# EXTRACTED MATERIAL
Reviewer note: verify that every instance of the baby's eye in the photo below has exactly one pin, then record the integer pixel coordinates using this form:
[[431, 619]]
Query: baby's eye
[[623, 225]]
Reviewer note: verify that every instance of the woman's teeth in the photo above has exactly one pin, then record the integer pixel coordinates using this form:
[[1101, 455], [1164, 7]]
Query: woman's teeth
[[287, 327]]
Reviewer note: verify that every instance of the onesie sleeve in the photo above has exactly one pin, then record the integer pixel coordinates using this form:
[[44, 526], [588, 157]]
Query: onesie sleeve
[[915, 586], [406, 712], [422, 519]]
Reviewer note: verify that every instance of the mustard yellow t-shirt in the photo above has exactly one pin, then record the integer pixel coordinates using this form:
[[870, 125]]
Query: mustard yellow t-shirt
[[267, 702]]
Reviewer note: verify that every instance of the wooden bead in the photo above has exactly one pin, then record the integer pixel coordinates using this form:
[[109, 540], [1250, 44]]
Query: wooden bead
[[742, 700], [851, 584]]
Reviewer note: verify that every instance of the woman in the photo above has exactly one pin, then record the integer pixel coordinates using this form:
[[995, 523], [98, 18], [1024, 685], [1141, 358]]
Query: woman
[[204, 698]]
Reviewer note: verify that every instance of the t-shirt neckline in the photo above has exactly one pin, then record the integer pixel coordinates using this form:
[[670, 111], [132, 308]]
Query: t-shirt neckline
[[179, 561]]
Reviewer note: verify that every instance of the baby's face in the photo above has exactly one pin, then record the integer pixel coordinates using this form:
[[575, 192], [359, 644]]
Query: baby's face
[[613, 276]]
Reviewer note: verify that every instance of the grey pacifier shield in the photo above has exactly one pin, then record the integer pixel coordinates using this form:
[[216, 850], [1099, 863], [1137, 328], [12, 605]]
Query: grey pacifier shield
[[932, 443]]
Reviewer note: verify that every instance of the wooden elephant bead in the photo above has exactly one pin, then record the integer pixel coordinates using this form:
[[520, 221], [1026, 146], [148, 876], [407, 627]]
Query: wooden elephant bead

# THE PROBLEM
Retype, in the same exact form, the lines of the material above from the line holding "[[44, 526], [588, 157]]" through the line holding "Reviewer note: verify that every instance of the mustard".

# EXPECTED OUTPUT
[[44, 526], [588, 157]]
Query: onesie sleeve
[[915, 586], [406, 712], [422, 519]]
Reviewer note: verify that every instance of the mustard yellow t-shirt in the photo above has exactly one pin, then record the integer pixel coordinates using this form:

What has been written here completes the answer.